(Items listed in a dataset)
⟨

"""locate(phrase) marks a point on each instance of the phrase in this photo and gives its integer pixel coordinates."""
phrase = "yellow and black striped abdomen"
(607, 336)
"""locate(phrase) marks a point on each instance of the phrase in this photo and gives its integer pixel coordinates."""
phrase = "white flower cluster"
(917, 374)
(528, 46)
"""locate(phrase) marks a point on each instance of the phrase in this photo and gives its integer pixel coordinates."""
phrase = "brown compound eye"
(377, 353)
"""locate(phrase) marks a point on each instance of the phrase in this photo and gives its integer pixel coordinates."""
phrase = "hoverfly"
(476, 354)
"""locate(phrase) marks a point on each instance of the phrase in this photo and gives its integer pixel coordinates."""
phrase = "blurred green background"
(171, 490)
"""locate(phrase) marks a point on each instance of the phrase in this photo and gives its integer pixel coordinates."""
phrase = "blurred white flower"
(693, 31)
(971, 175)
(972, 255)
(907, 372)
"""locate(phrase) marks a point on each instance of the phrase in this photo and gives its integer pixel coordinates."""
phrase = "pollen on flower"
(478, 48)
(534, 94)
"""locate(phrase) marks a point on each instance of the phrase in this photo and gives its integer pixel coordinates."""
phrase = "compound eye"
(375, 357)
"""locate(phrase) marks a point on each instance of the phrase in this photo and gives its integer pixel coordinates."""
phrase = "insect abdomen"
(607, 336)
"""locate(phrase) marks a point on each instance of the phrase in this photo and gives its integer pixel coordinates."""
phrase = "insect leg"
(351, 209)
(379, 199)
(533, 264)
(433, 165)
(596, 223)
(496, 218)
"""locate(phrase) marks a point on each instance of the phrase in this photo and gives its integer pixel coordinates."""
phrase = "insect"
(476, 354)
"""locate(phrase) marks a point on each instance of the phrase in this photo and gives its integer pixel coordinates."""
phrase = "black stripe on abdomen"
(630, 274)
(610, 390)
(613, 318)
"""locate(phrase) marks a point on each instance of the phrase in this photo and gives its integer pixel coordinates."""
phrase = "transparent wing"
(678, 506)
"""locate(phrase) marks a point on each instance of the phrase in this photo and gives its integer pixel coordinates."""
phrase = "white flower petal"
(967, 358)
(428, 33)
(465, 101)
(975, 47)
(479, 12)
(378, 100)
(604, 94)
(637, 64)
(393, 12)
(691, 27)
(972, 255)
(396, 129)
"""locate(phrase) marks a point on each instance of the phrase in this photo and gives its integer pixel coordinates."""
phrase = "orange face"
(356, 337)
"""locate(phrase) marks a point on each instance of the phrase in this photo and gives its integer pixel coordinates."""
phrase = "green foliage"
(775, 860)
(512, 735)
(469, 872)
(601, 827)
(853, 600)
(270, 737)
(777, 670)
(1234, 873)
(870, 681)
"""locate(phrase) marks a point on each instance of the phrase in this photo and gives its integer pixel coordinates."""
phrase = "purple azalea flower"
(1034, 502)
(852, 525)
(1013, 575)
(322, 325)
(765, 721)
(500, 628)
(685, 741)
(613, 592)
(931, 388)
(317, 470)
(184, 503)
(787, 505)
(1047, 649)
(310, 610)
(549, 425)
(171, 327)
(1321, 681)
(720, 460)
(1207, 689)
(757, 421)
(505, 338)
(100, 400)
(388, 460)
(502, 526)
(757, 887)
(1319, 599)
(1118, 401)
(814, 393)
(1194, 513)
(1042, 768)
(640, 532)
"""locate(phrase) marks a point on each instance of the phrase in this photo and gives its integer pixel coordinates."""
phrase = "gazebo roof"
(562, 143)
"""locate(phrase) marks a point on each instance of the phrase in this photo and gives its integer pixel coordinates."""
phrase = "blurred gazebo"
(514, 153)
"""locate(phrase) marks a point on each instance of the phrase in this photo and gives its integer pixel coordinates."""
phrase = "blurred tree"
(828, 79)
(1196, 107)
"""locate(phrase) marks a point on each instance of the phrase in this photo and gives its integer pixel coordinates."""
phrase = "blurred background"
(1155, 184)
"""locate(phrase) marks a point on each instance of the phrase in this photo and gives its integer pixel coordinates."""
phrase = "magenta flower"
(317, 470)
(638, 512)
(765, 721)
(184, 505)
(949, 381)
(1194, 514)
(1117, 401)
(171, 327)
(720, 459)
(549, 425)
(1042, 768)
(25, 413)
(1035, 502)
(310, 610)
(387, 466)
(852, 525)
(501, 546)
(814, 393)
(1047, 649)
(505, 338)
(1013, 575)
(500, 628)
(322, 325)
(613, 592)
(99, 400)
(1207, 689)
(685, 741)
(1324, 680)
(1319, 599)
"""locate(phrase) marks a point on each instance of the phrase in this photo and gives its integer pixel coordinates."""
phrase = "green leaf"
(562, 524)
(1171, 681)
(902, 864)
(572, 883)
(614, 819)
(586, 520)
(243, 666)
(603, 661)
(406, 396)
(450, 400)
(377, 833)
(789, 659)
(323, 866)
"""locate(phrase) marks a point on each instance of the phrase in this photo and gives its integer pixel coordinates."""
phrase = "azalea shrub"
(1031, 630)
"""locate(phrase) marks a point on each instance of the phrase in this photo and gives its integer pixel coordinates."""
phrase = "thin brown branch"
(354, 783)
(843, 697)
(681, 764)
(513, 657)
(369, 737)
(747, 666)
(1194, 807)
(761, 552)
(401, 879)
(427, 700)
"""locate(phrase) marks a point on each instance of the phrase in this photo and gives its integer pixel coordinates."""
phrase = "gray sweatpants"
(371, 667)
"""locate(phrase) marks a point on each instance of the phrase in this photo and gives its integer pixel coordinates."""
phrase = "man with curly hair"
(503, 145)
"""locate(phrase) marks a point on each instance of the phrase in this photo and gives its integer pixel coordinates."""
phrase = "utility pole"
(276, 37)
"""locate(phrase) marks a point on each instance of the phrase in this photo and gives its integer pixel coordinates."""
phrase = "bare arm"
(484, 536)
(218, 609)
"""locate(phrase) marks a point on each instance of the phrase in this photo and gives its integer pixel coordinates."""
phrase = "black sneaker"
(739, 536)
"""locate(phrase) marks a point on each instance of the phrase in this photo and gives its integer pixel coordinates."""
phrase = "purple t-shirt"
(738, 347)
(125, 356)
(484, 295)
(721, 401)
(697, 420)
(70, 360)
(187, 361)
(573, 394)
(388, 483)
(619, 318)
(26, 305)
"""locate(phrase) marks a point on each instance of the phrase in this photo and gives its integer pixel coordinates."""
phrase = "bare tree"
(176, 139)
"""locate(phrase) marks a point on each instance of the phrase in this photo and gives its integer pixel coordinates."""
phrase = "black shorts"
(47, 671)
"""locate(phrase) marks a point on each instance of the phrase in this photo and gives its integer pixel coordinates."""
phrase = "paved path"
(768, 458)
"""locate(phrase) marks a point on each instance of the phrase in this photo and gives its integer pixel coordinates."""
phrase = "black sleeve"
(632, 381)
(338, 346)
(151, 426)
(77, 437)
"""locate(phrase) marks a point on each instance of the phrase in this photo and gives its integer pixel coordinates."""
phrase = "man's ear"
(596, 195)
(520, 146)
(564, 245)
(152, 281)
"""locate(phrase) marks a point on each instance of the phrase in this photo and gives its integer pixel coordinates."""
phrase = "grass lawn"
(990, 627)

⟩

Instructions to follow: Print out the records exactly as they were entered.

Written answer:
"""locate(phrase) marks a point on each instance of the phrase in this photo and gives its integer pixel coordinates."""
phrase = "yellow and black striped abdomen"
(607, 336)
"""locate(phrase) marks a point on each instance of the phrase in this photo and gives its integer pixel coordinates."""
phrase = "white flower cluster"
(917, 374)
(528, 46)
"""locate(phrase) marks a point on each instance of the phrase in this photo and gives its integer pixel coordinates."""
phrase = "brown compound eye"
(377, 353)
"""locate(phrase) marks a point on each instance of the phrase in this photo and gives its integer pixel coordinates."""
phrase = "hoverfly"
(476, 354)
"""locate(phrase) marks a point on each instance of the phrase in this photo and gives its integer pixel coordinates."""
phrase = "blurred green background"
(171, 490)
"""locate(phrase) marks a point on each instance of the phrase in this photo and gives its integer pixel coordinates."""
phrase = "blurred white flower"
(693, 31)
(971, 175)
(972, 255)
(907, 372)
"""locate(phrase) marks a point on each instance of the phrase in this photo and gives its integer pixel coordinates."""
phrase = "pollen on flower"
(478, 48)
(534, 94)
"""locate(phrase) marks a point on each instance of the phrase in this photo and gives its integer pixel coordinates."""
phrase = "compound eye"
(375, 357)
"""locate(phrase) marks a point on each instance of the phrase in this photo and gives its integer pixel coordinates."""
phrase = "insect abdomen"
(607, 336)
"""locate(phrase) marks a point on each instance of the phrase in this photo and gives its integer pixel coordinates."""
phrase = "insect leg"
(351, 209)
(379, 199)
(533, 264)
(433, 165)
(596, 223)
(496, 218)
"""locate(phrase) marks a point on each instance of the phrase in this photo and gives its integer pixel coordinates."""
phrase = "insect"
(476, 354)
"""locate(phrase) marks a point on each instance of the phrase in this photo and gives its integer pixel coordinates."""
phrase = "black stripe on abdomen"
(630, 274)
(610, 390)
(613, 318)
"""locate(phrase) marks a point on each instance of the phrase in this photo and gives its integer pixel coordinates."""
phrase = "transparent wing"
(678, 506)
"""locate(phrase) marks a point on each instance of the phrase in this photo and gives its integer pixel coordinates."""
phrase = "white flower petal"
(967, 358)
(428, 33)
(465, 101)
(975, 47)
(479, 12)
(378, 100)
(604, 94)
(637, 64)
(393, 12)
(691, 27)
(972, 255)
(396, 129)
"""locate(phrase) marks a point on each instance of the phrase in this photo and gives its integer pixel coordinates."""
phrase = "orange face"
(356, 337)
"""locate(phrase) marks a point on each instance of the phrase in this photo and gives its integer pixel coordinates."""
phrase = "green foliage"
(775, 860)
(512, 735)
(469, 872)
(601, 827)
(853, 600)
(270, 737)
(777, 670)
(1234, 873)
(870, 681)
"""locate(phrase) marks a point on each instance of the phrase in this photo and gives its integer pixel coordinates."""
phrase = "purple azalea flower"
(1034, 502)
(852, 525)
(1013, 575)
(322, 325)
(765, 721)
(500, 628)
(685, 741)
(613, 592)
(931, 388)
(317, 470)
(184, 503)
(787, 505)
(1047, 649)
(310, 610)
(549, 425)
(171, 327)
(1321, 681)
(720, 460)
(1207, 689)
(757, 421)
(505, 338)
(100, 400)
(388, 460)
(502, 526)
(757, 887)
(1319, 599)
(1118, 401)
(814, 393)
(1194, 513)
(1042, 768)
(640, 532)
"""locate(phrase) marks a point on each instance of the phrase in this photo and gives its integer pixel coordinates."""
phrase = "gazebo roof"
(562, 143)
"""locate(phrase) marks a point on each instance of the phrase in this photo and gives its integer pixel coordinates."""
phrase = "blurred gazebo"
(514, 153)
"""locate(phrase) marks a point on each instance of the phrase in this photo and gives its integer pixel coordinates."""
phrase = "blurred tree"
(828, 79)
(1196, 107)
"""locate(phrase) marks a point on each instance of the phrase in this photo and gives its integer pixel coordinates."""
phrase = "blurred background"
(1155, 184)
"""locate(phrase) marks a point on each instance of the phrase in this photo and gives its integer pixel coordinates."""
phrase = "magenta flower"
(317, 470)
(638, 512)
(765, 721)
(184, 505)
(949, 381)
(1194, 514)
(1117, 401)
(171, 327)
(720, 459)
(549, 425)
(1042, 768)
(25, 413)
(1035, 502)
(310, 610)
(387, 466)
(852, 525)
(501, 546)
(814, 393)
(1047, 649)
(505, 338)
(1013, 575)
(500, 628)
(322, 325)
(613, 592)
(99, 400)
(1207, 689)
(685, 741)
(1324, 680)
(1319, 599)
"""locate(phrase) marks a point on each instance of the phrase in this photo and gives its integer pixel coordinates."""
phrase = "green leaf"
(562, 524)
(1171, 681)
(902, 864)
(572, 883)
(614, 819)
(586, 520)
(243, 666)
(603, 661)
(406, 396)
(450, 400)
(377, 833)
(789, 659)
(323, 866)
"""locate(phrase) marks a point on each instance of the phrase in this photo and gives its integer pixel coordinates."""
phrase = "azalea shrub"
(1031, 630)
"""locate(phrase) marks a point on each instance of the phrase in this photo and gives its integer pixel coordinates."""
phrase = "thin brown branch"
(354, 783)
(843, 697)
(681, 764)
(513, 657)
(369, 737)
(747, 666)
(1194, 807)
(761, 552)
(401, 879)
(427, 700)
"""locate(phrase) marks a point on each instance of the phrase in this photo and gives its integer pixel coordinates."""
phrase = "gray sweatpants"
(371, 667)
"""locate(phrase) marks a point on each instance of the phrase in this photo and gives its integer pixel coordinates."""
phrase = "man with curly hair"
(503, 145)
"""locate(phrase) marks a point on each instance of the phrase in this photo and gives its integer pixel coordinates."""
phrase = "utility pole"
(276, 37)
"""locate(phrase) marks a point on each instance of the phrase in this photo and gives its integer pixel coordinates."""
phrase = "bare arm"
(484, 536)
(218, 609)
"""locate(phrase) marks a point on each instance of the phrase in this photo and gives its integer pixel coordinates."""
phrase = "black sneaker"
(739, 536)
"""locate(phrase) marks a point on each instance of the phrase in this photo and gives its integer pixel coordinates."""
phrase = "purple t-shirt"
(738, 347)
(125, 356)
(484, 295)
(721, 401)
(697, 420)
(70, 360)
(187, 361)
(573, 394)
(388, 483)
(619, 318)
(26, 305)
"""locate(phrase) marks a point on each instance of the phrase in this photo and gives its integer pixel coordinates."""
phrase = "bare tree"
(176, 139)
"""locate(phrase) marks a point on each instance of the phrase in this photo and gives its integer pixel coordinates."""
phrase = "black shorts"
(47, 671)
"""locate(phrase) marks a point on each instance of the phrase in this photo and gives its integer pixel coordinates."""
phrase = "paved path"
(768, 458)
"""locate(phrase) marks a point on each instance of the phrase in this photo and gives its integer pixel coordinates."""
phrase = "black sleeve"
(632, 381)
(338, 346)
(151, 426)
(77, 437)
"""locate(phrase) marks a point on each instance of the phrase in this photo and gives its integer pixel coordinates."""
phrase = "man's ear"
(596, 195)
(520, 146)
(564, 245)
(152, 281)
"""locate(phrase) marks a point on each instance of the phrase in this photo and gives its integer pixel coordinates."""
phrase = "grass lawn"
(990, 627)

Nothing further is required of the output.